Everything from the line containing "Where can the car door handle" through the final line of the records must be transcribed verbatim; nothing else belongs in the result.
─── Extracted information ───
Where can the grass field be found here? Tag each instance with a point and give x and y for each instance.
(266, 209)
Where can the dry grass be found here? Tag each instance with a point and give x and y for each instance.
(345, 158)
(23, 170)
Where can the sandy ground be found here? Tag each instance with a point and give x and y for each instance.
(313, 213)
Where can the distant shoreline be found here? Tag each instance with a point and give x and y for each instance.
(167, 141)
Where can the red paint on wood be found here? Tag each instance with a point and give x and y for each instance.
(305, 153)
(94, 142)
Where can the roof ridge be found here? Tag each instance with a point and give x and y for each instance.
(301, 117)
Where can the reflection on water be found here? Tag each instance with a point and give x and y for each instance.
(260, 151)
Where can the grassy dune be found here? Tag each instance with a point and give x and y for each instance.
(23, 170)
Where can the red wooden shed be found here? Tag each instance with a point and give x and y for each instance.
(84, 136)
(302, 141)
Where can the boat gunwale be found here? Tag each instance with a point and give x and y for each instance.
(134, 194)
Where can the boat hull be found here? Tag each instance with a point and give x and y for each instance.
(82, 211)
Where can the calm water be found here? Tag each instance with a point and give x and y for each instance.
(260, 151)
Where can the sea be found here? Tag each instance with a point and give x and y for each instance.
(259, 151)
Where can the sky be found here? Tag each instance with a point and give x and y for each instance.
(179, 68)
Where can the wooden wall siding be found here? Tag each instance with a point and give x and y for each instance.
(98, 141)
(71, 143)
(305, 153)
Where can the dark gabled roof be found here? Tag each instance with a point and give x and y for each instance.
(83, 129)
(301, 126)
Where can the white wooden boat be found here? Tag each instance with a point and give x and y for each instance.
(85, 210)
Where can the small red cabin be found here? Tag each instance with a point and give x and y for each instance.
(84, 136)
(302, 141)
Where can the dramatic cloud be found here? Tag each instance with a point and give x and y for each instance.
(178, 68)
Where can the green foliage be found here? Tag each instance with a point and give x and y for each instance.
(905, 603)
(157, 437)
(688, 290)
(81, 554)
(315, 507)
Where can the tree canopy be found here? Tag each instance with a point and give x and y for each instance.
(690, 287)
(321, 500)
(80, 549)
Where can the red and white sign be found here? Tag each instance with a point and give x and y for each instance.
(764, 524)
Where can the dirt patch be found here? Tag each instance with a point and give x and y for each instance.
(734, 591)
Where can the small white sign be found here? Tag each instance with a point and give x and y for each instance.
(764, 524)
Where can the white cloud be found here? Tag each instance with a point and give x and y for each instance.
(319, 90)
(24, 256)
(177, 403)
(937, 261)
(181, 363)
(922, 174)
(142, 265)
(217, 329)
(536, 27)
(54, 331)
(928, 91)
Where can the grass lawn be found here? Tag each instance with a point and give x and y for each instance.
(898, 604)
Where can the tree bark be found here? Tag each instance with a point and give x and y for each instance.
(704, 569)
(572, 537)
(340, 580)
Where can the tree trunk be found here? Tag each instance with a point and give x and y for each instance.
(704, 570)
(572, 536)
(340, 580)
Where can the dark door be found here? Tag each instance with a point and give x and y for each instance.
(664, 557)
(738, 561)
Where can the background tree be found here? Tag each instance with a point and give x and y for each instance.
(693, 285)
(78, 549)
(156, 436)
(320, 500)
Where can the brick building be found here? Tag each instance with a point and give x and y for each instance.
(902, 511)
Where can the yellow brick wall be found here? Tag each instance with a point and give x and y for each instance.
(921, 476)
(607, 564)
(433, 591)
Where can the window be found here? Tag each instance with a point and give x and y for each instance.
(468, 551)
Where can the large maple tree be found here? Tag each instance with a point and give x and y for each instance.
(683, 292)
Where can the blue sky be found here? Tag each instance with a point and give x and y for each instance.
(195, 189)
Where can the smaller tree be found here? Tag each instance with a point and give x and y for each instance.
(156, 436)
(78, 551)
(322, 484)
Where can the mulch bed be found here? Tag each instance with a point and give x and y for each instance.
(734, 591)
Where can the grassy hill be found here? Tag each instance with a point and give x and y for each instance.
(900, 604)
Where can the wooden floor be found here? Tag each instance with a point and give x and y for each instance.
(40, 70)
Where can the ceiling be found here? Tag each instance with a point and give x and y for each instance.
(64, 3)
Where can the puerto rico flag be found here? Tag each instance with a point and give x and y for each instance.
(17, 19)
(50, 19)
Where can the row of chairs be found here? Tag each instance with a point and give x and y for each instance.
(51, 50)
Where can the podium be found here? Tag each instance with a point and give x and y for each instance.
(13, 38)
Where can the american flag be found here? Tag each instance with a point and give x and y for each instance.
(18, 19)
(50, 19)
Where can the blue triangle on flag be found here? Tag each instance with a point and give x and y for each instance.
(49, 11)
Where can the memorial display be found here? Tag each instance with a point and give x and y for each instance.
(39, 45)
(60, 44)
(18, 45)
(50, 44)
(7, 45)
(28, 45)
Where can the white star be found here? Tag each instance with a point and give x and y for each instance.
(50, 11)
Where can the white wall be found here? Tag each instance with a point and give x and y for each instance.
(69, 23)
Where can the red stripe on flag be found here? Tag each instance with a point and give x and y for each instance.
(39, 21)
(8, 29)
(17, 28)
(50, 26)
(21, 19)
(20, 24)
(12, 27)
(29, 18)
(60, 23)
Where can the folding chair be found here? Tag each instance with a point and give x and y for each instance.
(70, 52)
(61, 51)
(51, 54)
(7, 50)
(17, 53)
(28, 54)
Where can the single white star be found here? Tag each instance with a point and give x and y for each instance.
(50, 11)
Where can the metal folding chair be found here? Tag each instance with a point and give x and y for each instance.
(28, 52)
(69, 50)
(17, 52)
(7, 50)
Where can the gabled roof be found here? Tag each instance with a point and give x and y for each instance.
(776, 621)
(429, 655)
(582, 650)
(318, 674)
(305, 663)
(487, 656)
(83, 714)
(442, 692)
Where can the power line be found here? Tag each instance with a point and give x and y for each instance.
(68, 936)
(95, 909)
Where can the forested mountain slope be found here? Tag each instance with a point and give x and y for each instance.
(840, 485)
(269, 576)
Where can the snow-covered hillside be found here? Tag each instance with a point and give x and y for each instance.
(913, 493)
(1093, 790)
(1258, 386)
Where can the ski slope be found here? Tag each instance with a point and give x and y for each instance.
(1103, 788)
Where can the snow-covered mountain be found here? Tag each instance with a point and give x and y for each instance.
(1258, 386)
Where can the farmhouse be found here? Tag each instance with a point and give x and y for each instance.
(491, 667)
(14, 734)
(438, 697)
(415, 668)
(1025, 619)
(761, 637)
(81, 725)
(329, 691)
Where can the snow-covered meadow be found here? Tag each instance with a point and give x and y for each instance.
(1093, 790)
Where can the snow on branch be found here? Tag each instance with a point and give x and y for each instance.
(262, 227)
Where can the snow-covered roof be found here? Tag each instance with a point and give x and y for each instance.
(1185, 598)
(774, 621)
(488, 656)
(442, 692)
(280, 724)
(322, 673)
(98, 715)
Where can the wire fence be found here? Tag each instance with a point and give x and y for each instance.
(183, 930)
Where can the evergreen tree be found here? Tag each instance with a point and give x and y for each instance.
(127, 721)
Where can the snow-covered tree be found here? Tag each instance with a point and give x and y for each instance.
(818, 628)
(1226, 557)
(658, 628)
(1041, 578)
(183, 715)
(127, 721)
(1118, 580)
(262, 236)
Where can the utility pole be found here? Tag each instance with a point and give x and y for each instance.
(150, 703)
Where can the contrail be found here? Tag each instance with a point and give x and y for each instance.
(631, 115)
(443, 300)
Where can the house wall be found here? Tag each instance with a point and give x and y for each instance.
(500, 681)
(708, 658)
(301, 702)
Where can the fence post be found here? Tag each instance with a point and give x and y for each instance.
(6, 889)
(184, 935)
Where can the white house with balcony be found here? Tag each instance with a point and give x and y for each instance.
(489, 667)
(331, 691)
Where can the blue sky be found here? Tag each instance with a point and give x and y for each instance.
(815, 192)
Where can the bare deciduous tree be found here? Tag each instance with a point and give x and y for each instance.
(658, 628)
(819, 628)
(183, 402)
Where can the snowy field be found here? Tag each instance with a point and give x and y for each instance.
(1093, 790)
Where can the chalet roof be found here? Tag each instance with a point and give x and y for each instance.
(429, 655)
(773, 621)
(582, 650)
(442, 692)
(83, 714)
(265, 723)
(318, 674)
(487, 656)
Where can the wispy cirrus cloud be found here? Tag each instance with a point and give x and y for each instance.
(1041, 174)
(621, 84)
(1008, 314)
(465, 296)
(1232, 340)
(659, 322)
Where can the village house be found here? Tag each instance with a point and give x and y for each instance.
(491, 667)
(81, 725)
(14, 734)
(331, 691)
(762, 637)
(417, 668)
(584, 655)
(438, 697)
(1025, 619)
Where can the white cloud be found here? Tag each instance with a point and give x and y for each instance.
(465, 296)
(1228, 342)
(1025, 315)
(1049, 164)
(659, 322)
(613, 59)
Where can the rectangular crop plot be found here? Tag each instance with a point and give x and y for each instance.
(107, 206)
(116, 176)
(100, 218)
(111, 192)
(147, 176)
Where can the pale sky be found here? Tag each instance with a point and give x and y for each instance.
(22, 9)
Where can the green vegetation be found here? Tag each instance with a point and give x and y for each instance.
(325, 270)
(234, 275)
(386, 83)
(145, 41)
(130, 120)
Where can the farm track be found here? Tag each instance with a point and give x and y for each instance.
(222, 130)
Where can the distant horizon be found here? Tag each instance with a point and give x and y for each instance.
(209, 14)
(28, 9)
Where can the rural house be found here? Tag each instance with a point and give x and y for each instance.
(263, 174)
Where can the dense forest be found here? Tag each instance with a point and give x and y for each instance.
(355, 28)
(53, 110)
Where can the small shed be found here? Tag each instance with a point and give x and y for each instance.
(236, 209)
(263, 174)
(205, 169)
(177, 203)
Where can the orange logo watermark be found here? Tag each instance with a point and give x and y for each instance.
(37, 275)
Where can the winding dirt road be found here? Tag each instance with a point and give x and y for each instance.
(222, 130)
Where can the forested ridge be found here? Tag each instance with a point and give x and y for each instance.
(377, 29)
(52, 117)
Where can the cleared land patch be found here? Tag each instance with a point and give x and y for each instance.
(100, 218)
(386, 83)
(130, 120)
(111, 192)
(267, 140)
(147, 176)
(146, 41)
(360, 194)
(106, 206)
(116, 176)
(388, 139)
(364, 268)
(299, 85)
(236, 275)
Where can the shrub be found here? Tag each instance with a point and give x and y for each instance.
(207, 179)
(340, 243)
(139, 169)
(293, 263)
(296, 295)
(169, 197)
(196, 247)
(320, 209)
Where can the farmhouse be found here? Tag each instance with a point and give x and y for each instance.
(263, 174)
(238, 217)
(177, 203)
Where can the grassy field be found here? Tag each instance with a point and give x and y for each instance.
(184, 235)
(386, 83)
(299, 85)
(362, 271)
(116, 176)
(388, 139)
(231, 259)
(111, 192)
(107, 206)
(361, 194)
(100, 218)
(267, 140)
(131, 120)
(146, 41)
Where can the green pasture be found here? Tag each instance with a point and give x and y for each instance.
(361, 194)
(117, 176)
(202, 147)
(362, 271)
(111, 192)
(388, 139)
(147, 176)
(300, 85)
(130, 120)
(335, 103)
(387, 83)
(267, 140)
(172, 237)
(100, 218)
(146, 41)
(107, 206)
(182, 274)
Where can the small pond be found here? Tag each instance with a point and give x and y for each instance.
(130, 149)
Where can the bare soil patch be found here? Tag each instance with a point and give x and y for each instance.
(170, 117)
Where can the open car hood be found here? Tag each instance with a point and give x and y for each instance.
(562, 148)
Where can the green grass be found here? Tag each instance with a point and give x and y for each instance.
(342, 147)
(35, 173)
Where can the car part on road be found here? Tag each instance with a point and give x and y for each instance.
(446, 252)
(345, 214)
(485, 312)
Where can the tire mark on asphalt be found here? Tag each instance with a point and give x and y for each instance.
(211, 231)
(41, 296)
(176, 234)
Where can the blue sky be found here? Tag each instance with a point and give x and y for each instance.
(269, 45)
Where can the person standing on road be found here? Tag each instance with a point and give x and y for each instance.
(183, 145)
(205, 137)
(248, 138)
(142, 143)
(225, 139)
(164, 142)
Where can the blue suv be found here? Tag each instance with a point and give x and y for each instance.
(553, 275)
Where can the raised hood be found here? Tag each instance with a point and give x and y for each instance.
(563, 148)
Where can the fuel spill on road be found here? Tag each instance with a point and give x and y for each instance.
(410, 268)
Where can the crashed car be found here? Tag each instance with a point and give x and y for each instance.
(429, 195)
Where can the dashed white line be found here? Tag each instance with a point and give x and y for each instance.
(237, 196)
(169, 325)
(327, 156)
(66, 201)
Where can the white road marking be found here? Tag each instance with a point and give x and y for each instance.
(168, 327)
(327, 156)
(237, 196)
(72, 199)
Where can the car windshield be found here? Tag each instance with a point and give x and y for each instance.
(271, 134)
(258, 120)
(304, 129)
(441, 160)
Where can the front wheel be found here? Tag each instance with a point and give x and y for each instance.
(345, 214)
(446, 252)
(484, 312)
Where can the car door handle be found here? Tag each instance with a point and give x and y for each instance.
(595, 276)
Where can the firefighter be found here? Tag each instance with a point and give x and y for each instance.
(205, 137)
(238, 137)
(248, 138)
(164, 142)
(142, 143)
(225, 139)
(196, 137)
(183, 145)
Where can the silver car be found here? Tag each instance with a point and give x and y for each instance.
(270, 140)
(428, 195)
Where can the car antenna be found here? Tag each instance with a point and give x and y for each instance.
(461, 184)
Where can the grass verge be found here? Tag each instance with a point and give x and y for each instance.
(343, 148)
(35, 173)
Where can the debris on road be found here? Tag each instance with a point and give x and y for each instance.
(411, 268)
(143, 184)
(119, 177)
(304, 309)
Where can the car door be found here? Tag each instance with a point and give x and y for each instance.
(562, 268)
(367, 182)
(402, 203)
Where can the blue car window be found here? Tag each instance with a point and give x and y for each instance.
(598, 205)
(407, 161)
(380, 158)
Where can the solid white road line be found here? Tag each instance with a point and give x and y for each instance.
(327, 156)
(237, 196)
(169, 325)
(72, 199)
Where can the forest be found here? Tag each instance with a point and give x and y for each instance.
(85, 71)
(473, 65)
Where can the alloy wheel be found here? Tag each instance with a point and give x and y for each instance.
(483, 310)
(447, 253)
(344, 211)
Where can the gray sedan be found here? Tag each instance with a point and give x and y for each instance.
───
## Answer for the task
Where can the car door handle be found here? Tag each instance with a point and give x and y for each instance.
(595, 276)
Where can the firefighter be found here? Tag each instance with a point and give x and y for each instance.
(205, 137)
(238, 137)
(248, 138)
(164, 142)
(142, 143)
(225, 139)
(196, 137)
(183, 145)
Where can the silver car be found here? Tag each instance with a point and give x and y for each instance.
(270, 140)
(428, 195)
Where can the car antenna be found here? Tag each instance with a point and give x and y for each instance.
(461, 184)
Where can the grass verge be found here? Tag each instance with a point and give x and y for each instance.
(343, 148)
(35, 173)
Where can the debris on road be found here? Tag each instance with a point and give x and y for each instance.
(411, 268)
(143, 184)
(119, 177)
(304, 309)
Where can the car door be found here? Tag each instance with a point and give x and y for each instance.
(562, 268)
(367, 182)
(402, 203)
Where can the blue car window be found here? Tag each instance with a point and give x and y for each instance.
(598, 205)
(407, 161)
(380, 158)
Where can the solid white road line be found here? Tag each instance with a point and give x and y for each instance.
(327, 156)
(237, 196)
(169, 325)
(72, 199)
Where can the forest be found here? Tag each instance with a point and give x and y for each instance.
(85, 71)
(473, 65)
Where can the alloy wheel be found here? Tag each instance with a point and give x and y for each instance.
(483, 310)
(447, 253)
(344, 211)
Where can the gray sedan be found here? Tag each instance with a point and give x and y for each instance.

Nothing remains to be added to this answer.